* Required work: Using the data beneath this instruction, retype only the lines from the one that contains "Target: pink flower cluster" down to the one that contains "[ ] one point per instance of the butterfly's left", both included, exactly as they appear.

BEGIN Dataset

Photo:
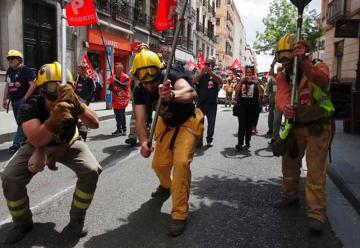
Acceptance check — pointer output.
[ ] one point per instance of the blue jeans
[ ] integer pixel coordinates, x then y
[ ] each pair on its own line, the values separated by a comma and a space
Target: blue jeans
120, 119
19, 136
209, 110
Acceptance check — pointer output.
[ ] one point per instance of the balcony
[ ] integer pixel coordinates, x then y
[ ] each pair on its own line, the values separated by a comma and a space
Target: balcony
141, 19
336, 10
119, 10
199, 27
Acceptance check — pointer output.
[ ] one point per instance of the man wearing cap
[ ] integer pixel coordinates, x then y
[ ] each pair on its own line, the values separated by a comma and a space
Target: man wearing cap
49, 121
85, 86
208, 88
310, 129
19, 86
178, 129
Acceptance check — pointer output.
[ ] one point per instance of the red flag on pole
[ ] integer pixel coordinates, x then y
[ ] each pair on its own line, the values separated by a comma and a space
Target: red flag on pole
165, 18
191, 65
236, 64
201, 61
89, 68
81, 13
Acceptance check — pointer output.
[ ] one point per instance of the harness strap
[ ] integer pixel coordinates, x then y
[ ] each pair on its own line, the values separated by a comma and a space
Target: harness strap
173, 138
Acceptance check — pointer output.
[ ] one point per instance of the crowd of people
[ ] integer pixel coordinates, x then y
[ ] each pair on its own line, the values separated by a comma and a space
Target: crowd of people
48, 120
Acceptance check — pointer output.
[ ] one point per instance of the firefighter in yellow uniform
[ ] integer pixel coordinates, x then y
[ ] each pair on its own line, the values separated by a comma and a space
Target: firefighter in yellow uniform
49, 122
178, 129
310, 132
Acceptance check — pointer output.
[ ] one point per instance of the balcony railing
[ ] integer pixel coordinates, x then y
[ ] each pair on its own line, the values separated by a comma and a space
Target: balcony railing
122, 11
336, 10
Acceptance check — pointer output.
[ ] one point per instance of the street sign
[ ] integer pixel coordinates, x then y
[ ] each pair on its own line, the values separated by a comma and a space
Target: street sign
347, 29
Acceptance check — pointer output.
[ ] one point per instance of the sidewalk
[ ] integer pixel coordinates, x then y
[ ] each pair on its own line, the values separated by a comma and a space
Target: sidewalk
8, 126
344, 169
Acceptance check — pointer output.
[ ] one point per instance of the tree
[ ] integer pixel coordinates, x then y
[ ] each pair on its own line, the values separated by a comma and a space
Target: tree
281, 20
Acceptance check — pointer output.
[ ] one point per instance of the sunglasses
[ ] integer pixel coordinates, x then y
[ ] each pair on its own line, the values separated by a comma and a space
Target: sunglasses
50, 97
12, 58
147, 74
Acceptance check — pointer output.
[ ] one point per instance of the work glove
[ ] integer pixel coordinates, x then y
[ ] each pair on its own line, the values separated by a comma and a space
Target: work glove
288, 145
36, 161
59, 117
67, 94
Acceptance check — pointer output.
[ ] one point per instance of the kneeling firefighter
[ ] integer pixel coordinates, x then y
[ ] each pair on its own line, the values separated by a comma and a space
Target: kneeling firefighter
310, 131
178, 129
49, 122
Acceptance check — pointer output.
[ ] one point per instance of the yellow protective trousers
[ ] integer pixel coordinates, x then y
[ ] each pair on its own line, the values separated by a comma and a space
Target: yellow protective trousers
177, 159
316, 147
16, 176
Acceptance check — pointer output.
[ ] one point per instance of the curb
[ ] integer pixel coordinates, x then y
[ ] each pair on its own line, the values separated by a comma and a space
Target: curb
344, 189
10, 136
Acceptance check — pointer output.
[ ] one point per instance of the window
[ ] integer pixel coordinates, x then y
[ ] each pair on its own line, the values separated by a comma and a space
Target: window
218, 3
69, 38
339, 53
217, 21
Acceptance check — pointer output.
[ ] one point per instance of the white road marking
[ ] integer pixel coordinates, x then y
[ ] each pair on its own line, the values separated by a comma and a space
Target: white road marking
63, 192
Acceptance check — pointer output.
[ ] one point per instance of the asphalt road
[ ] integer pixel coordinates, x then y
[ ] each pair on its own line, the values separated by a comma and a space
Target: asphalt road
231, 199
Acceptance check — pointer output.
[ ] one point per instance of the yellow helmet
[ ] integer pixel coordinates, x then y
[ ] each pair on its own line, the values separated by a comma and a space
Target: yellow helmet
15, 53
52, 73
284, 48
146, 65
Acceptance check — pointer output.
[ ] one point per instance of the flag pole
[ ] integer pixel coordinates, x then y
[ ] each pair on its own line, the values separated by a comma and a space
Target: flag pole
63, 41
103, 41
168, 67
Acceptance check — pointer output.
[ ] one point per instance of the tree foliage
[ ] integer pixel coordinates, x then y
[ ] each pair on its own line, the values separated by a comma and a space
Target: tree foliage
281, 20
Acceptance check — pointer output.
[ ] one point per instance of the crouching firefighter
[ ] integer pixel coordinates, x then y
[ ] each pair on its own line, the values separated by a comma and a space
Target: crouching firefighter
178, 129
310, 131
49, 122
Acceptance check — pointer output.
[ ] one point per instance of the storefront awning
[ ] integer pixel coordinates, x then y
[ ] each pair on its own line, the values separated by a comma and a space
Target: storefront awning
116, 41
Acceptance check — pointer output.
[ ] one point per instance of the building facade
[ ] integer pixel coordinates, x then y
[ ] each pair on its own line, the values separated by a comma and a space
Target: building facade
124, 24
250, 56
204, 29
341, 54
239, 42
225, 12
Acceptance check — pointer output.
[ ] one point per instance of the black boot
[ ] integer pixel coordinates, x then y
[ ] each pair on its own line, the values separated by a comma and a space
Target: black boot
131, 141
75, 228
315, 226
177, 227
238, 147
161, 192
18, 232
286, 203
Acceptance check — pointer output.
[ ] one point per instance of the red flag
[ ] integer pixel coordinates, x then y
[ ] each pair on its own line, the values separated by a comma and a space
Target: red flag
81, 13
201, 61
223, 71
165, 18
89, 68
190, 65
236, 64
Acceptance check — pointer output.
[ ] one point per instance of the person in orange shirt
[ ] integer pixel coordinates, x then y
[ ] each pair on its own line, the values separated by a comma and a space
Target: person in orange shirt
310, 132
120, 84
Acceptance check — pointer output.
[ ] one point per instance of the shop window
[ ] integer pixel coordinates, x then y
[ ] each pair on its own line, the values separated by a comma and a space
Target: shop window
70, 41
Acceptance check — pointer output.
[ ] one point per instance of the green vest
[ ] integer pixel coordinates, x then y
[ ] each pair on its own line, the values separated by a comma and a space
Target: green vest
322, 98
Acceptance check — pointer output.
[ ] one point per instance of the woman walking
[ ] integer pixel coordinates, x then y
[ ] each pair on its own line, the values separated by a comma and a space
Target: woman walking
247, 107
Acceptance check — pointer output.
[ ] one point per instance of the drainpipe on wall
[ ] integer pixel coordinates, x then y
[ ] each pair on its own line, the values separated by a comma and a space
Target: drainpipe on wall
357, 82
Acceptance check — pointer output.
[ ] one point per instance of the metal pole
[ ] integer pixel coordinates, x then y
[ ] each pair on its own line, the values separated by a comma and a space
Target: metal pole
295, 66
63, 42
168, 67
103, 40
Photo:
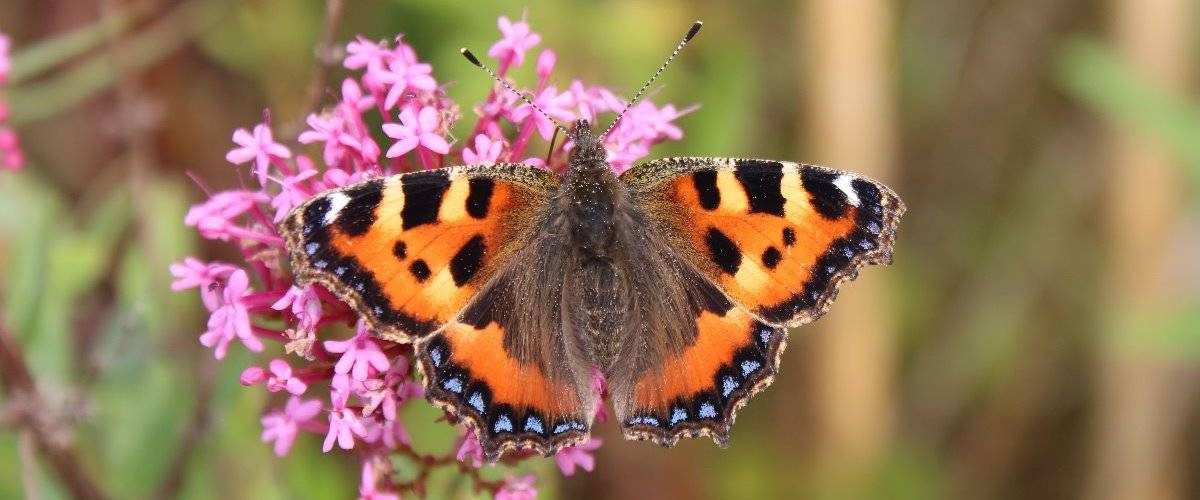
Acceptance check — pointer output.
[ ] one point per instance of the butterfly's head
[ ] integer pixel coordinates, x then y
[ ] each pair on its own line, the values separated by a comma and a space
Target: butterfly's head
588, 151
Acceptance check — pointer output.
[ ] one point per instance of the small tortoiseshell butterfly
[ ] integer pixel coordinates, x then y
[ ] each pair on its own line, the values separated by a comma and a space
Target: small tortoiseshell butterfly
676, 279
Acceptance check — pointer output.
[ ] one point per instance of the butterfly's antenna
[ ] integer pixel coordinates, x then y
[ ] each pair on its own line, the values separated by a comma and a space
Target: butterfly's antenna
475, 61
691, 32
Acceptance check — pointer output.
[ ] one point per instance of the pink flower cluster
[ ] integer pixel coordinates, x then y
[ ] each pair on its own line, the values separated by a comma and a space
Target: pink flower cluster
11, 156
333, 377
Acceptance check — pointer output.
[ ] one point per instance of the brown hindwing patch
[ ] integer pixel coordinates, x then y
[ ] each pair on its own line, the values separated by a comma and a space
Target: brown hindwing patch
699, 391
509, 404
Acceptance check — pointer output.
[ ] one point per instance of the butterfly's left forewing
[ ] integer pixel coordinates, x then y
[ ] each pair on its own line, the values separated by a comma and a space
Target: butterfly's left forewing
409, 251
777, 239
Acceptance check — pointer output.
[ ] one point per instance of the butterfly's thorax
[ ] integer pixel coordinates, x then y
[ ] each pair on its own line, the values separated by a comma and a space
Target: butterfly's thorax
592, 199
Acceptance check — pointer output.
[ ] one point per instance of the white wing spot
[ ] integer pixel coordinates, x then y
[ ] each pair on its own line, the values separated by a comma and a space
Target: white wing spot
843, 184
336, 203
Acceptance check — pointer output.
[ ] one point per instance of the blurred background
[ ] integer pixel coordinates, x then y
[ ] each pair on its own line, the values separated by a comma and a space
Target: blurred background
1037, 337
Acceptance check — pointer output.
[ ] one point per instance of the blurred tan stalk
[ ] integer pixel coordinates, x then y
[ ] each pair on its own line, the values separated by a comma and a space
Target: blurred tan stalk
849, 98
1138, 397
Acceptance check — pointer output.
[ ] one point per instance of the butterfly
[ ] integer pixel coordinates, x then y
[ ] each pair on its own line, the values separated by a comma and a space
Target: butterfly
677, 281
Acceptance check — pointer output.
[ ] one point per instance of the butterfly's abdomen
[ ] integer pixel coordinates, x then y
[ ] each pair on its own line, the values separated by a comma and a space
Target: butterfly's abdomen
600, 311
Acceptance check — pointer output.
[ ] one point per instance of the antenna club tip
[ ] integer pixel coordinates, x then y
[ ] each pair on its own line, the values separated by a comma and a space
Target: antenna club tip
466, 53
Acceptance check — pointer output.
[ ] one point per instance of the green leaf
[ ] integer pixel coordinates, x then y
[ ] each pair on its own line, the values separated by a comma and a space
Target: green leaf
1102, 79
39, 101
45, 54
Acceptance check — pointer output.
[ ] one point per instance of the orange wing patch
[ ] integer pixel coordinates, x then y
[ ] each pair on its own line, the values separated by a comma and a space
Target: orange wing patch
509, 404
699, 391
778, 238
409, 251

END Dataset

* Expected answer:
Target: pink flower cluster
11, 156
333, 377
Acceptance check — pointer output.
[ ] one point per instance of the brown hindwing patch
[ ] integer pixel coordinates, x then y
[ ] each pair on its own line, the values separated by a comma and a space
Target: brown hindwing patch
699, 391
509, 404
Acceptance check — pointer output.
[ ] one point per instance of the butterfly's left forewing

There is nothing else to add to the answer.